-- Fragmento proporcionado --
- - -

6.4.09

Eterno resplandor

A mí no me gusta que se me olviden las cosas. Quizá en una especie de temor de lo que puede ser en el futuro el Alzheimer, de hecho trato de acordarme lo más posible de todo, de retener datos, caras, passwords, imágenes... soy de aquellos que creen que lo único que nos llevaremos a la tumba (o en cualquier caso, a una cama de hospital, a un asilo) son los recuerdos. Soy de aquellas que arriesgan la piel y la posibilidad dolorosa del fallo a fin de tener algo cálido y sereno a lo que aferrarse. Soy de los que toman muchos fotos y las miran, para ver si le pueden dar más pistas o más sonidos o más recuerdos de lo que había antes ahí.

Parece que hay recuerdos demasiado turbios - yo soy afortunada, entonces. Imagino que el hecho de no quererme olvidar de nada de lo que he pasado es un síntoma claro de lo buena que ha sido mi vida. Pero, ante la realidad de que hay mucha gente que no lo experimenta así, ahora la neurociencia está buscando la manera de borrar los malos recuerdos.

- - -

-- Acción requerida 1 --
Responde brevemente estas preguntas sobre el texto acerca de los recuerdos.
(a) ¿Qué enfermedad se menciona como un posible temor a futuro?
(b) Según la persona que escribe, ¿qué es lo único que nos llevaremos a la tumba?
(c) ¿Qué está buscando ahora la neurociencia?
-- Acción requerida 2 --
Reanuda el texto acerca de los recuerdos a partir de su última oración, con el mismo tono personal.

-- Conjunto de registros --
- - -

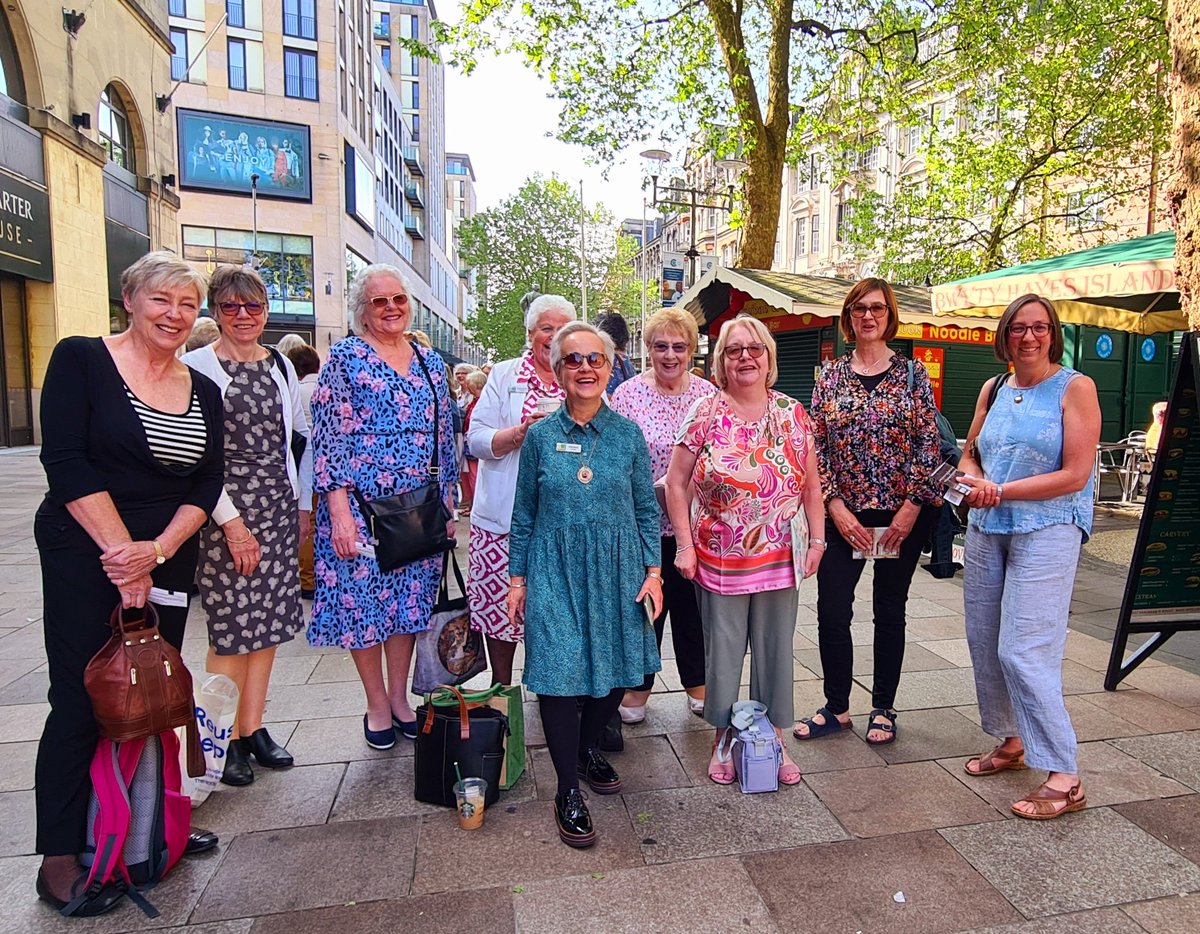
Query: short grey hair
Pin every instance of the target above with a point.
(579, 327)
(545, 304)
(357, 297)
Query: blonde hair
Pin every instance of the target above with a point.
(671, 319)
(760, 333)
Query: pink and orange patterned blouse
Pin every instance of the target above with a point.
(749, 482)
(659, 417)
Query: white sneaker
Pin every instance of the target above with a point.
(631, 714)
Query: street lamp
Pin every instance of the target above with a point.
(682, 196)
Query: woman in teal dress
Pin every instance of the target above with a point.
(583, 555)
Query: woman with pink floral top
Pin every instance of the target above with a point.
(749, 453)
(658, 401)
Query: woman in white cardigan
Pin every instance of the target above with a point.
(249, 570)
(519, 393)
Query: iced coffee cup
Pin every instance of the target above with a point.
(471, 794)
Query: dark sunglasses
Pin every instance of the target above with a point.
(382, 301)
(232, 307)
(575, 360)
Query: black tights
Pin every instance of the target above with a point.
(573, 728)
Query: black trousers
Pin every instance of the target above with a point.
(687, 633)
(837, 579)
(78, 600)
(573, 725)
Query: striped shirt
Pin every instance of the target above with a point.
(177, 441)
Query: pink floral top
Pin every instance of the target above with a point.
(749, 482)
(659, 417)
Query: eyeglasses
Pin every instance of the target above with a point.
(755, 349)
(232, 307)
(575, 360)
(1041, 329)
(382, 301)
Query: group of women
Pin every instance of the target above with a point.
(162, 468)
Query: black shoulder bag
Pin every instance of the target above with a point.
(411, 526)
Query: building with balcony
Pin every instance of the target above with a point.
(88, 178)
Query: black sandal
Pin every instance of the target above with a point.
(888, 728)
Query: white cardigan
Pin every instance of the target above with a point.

- - -

-- Respuesta 1 --
(a) El Alzheimer.
(b) Los recuerdos.
(c) La manera de borrar los malos recuerdos.

-- Respuesta 2 --
Estaba hoy leyendo el New York Times y no lo podía creer - me imagino qué pensarán Michel Gondry y Charlie Kauffman. La nota parece parte de su guión de Eternal Sunshine of the Spotless Mind. Y para solucionar mi desconcierto, me levanté de frente a la computadora y fui hasta el baño, a verme en el espejo. Sí, ahí estaba yo: con mis dientes chuecos, mi nariz torcida y mi cabello azul. Con mis arruguitas alrededor de los ojos y mi cara sin maquillar. Me dio mucho gusto no haberme olvidado de nada.